Stored data entries:

━━━━━━━━━━━━━━━━━━━━

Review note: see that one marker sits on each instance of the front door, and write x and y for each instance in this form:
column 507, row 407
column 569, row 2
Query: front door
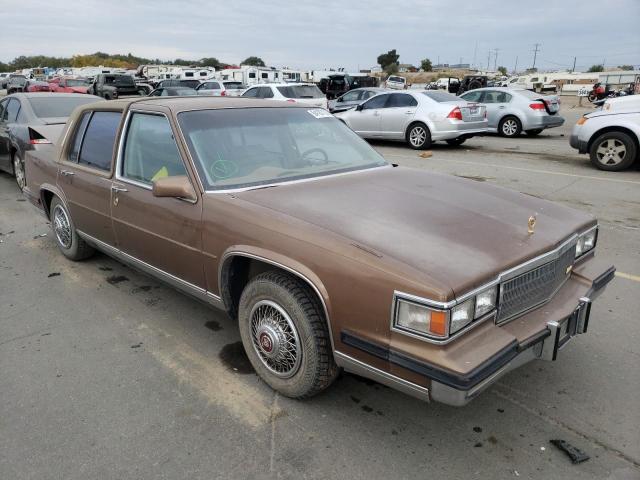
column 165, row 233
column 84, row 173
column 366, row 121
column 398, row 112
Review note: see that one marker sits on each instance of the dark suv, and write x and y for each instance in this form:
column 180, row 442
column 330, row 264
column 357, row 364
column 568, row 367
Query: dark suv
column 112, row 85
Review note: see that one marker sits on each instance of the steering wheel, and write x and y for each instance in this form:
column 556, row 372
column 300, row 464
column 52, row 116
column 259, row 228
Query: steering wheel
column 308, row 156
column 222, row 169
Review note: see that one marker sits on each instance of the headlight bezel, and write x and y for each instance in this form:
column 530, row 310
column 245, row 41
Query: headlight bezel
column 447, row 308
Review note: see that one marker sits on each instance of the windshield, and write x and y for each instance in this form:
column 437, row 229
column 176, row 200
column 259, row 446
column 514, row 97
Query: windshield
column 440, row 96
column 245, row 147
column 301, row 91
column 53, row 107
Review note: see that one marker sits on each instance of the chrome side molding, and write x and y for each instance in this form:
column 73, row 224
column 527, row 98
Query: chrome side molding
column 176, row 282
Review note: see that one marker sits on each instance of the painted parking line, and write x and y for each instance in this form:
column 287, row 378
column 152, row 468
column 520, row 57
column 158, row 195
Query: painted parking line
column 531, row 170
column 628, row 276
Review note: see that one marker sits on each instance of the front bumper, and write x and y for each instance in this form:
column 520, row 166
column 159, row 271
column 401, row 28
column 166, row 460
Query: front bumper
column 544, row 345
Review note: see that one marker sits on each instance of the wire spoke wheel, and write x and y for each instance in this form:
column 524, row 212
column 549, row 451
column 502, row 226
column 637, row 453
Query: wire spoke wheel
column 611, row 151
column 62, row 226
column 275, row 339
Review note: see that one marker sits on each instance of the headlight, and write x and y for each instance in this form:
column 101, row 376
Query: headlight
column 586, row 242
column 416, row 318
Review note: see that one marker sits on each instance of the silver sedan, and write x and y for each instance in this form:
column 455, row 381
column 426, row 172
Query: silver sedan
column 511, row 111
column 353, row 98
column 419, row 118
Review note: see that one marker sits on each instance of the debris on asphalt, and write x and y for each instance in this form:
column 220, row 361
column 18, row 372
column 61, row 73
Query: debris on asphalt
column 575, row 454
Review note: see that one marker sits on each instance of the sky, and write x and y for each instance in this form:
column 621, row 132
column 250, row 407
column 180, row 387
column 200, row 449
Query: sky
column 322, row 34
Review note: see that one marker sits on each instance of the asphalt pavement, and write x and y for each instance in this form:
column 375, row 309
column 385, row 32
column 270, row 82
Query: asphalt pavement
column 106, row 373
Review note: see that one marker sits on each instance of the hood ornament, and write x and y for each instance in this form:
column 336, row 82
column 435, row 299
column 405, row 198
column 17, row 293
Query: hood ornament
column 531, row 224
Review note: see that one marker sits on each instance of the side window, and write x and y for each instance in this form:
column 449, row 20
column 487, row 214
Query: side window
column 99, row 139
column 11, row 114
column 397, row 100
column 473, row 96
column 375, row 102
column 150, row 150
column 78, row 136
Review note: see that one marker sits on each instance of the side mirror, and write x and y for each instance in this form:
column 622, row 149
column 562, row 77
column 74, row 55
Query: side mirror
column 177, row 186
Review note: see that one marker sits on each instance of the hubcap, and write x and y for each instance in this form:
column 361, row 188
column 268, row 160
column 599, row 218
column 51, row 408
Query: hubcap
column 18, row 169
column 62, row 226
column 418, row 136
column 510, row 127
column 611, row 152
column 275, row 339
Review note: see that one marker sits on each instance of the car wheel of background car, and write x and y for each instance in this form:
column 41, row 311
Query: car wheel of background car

━━━━━━━━━━━━━━━━━━━━

▸ **REQUIRED ACTION**: Make an exact copy of the records above, with the pictures left out.

▸ **RESPONSE TO THE TASK**:
Review note: see that one marker sits on each instance of the front door, and write x and y for each instance in this form:
column 507, row 407
column 569, row 2
Query: front door
column 165, row 233
column 84, row 173
column 366, row 121
column 398, row 112
Review note: see that one marker sits on each instance of the dark suv, and write x and y for each instance in this form:
column 180, row 442
column 330, row 264
column 357, row 364
column 568, row 367
Query: dark suv
column 112, row 85
Review note: see that one marker sits on each instance of the steering wheel, and write x and y for each instance in this form:
column 556, row 372
column 300, row 464
column 52, row 116
column 259, row 228
Query: steering wheel
column 308, row 156
column 222, row 169
Review note: see that one marker sits on each instance of the headlight bezel, and write x and y for each instance in this form:
column 530, row 310
column 245, row 41
Query: headlight bezel
column 447, row 308
Review note: see that one marker sits on each instance of the windshield, and write x and y for each instance in this form:
column 437, row 229
column 176, row 200
column 259, row 446
column 514, row 97
Query: windshield
column 440, row 96
column 245, row 147
column 301, row 91
column 53, row 107
Review note: see that one marker sits on each instance of the chrome side molding, and write x and y for each instance in this form:
column 73, row 224
column 527, row 98
Query: chrome side molding
column 176, row 282
Review note: see that one marker sits on each instance of the painted parking line, and write x and y for each instance in this form:
column 287, row 378
column 152, row 468
column 520, row 57
column 158, row 195
Query: painted parking line
column 531, row 170
column 628, row 276
Review note: see that one marker sits on each instance of the front bumper, and write x and y for each instance in this form:
column 520, row 166
column 159, row 271
column 401, row 28
column 166, row 460
Query: front bumper
column 544, row 345
Review note: see that one marker sits on each instance of the wire spoke wheel, and write x and y for each instance in this form:
column 524, row 212
column 549, row 451
column 502, row 226
column 637, row 453
Query: wire spoke wheel
column 611, row 151
column 62, row 226
column 275, row 339
Review note: see that one marker sits on each instance of the headlight, and write x and y for each instance in this form:
column 101, row 376
Query: headlight
column 586, row 242
column 416, row 318
Review note: see that one marker sits on each instance of the silver sedan, and write x and y for each instance in this form:
column 455, row 381
column 426, row 172
Query: silver sedan
column 511, row 111
column 353, row 98
column 419, row 118
Review note: see that one marker sits on each instance of the debris on asphalt, and write x and y for each instance in this form:
column 220, row 361
column 18, row 372
column 61, row 73
Query: debris on asphalt
column 575, row 454
Review note: see that one marker sits on each instance of the sky, and write x and y for each instance in this form:
column 621, row 132
column 250, row 407
column 180, row 387
column 200, row 449
Query: sky
column 322, row 34
Review note: see that one marker sits on each instance of the asphalt pavement, and write x and y for each instance in this form:
column 375, row 309
column 385, row 32
column 270, row 82
Query: asphalt pavement
column 106, row 373
Review note: see that one marker sits on each instance of the hood ornament, and write x and y for each instance in this form:
column 336, row 82
column 435, row 299
column 405, row 198
column 17, row 293
Query: hood ornament
column 531, row 224
Review note: see that one marker sits on each instance of the side window, and write x and y for each instance in this form:
column 449, row 20
column 487, row 214
Query: side window
column 99, row 139
column 11, row 114
column 397, row 100
column 473, row 96
column 375, row 102
column 150, row 150
column 78, row 136
Review note: see that one marker sits on each instance of the side mirror, and write x and y for each instance in this form:
column 622, row 149
column 562, row 77
column 74, row 55
Query: side mirror
column 177, row 186
Review note: see that one marker sits on each instance of the hubcap, and write x and y for each instance in this form:
column 361, row 188
column 268, row 160
column 599, row 218
column 51, row 408
Query: hubcap
column 18, row 169
column 62, row 226
column 418, row 136
column 510, row 127
column 611, row 152
column 275, row 339
Review note: see that one marker sits on each instance of the car wheel of background car, and write x and y for each instance in this form:
column 41, row 311
Query: car wheel of background car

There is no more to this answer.